Start of Block
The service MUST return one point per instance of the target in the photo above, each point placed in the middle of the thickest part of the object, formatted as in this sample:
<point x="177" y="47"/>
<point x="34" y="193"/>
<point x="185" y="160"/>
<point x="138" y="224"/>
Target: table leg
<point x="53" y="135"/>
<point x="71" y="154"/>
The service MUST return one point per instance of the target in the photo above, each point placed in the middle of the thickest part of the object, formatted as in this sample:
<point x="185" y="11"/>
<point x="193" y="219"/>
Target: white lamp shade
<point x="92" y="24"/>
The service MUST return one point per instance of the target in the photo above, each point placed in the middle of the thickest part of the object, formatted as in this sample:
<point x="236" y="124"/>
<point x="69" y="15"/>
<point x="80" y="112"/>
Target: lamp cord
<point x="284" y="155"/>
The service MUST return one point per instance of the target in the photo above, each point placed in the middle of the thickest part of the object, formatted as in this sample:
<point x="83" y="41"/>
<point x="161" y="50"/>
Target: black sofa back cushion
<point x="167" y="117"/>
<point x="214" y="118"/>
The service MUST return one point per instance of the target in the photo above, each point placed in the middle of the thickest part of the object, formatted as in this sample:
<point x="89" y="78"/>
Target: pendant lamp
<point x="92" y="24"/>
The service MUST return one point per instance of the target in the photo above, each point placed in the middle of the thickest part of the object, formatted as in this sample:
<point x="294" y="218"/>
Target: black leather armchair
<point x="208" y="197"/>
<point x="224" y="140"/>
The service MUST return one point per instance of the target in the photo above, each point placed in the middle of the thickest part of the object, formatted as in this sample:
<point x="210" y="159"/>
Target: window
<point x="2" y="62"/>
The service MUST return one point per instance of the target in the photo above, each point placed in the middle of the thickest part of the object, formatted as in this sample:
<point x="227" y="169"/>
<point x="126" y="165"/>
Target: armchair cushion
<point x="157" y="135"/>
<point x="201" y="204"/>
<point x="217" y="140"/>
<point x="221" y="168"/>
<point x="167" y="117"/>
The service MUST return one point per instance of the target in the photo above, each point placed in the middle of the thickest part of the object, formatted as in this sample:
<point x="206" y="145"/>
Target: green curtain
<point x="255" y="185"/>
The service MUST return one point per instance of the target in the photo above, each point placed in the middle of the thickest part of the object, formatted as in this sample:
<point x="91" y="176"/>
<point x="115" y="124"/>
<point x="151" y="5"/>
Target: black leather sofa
End of Block
HOW TO COMPLETE THIS TASK:
The full listing, retyped exactly, is the expected answer.

WRITTEN RESPONSE:
The service MUST return one point per instance of the target in the photo above, each point placed in the middle of the thickest part of the object, formatted as in this sample:
<point x="177" y="47"/>
<point x="34" y="193"/>
<point x="185" y="160"/>
<point x="138" y="224"/>
Target: table leg
<point x="53" y="135"/>
<point x="71" y="154"/>
The service MUST return one point per instance of the target in the photo above, each point placed in the middle of the thickest part of the object, formatted as in this sample:
<point x="185" y="11"/>
<point x="193" y="219"/>
Target: white lamp shade
<point x="92" y="24"/>
The service MUST return one point per instance of the target in the photo above, each point placed in the middle of the thickest part of the object, formatted as in this sample:
<point x="236" y="124"/>
<point x="69" y="15"/>
<point x="80" y="112"/>
Target: lamp cord
<point x="284" y="155"/>
The service MUST return one point per instance of the target in the photo above, each point placed in the middle of the thickest part of the object, formatted as in this sample:
<point x="83" y="41"/>
<point x="161" y="50"/>
Target: black sofa back cushion
<point x="167" y="117"/>
<point x="214" y="118"/>
The service MUST return one point per instance of the target in the photo above, each point placed in the middle of the thickest part of the object, formatted as in this sample:
<point x="89" y="78"/>
Target: pendant lamp
<point x="92" y="24"/>
The service MUST return one point per instance of the target in the photo above, each point placed in the middle of the thickest part of the object, formatted as in this sample:
<point x="294" y="218"/>
Target: black leather armchair
<point x="208" y="197"/>
<point x="224" y="140"/>
The service MUST return one point per instance of the target in the photo above, each point placed in the middle of the thickest part of the object, formatted as in this sample:
<point x="210" y="159"/>
Target: window
<point x="2" y="62"/>
The service MUST return one point per instance of the target in the photo above, each point placed in the middle of the thickest part of the object, formatted as in this sample:
<point x="227" y="169"/>
<point x="126" y="165"/>
Target: armchair cushion
<point x="157" y="135"/>
<point x="201" y="204"/>
<point x="217" y="140"/>
<point x="221" y="168"/>
<point x="167" y="117"/>
The service MUST return one point per instance of the target in the photo above, each point placed in the middle of the thickest part of the object, formatted as in this sample:
<point x="206" y="145"/>
Target: green curtain
<point x="255" y="185"/>
The service MUST return one point per instance of the target in the photo above, each point placed in the middle of the thickest part of the object, formatted as in this sample:
<point x="91" y="176"/>
<point x="115" y="124"/>
<point x="151" y="5"/>
Target: black leather sofa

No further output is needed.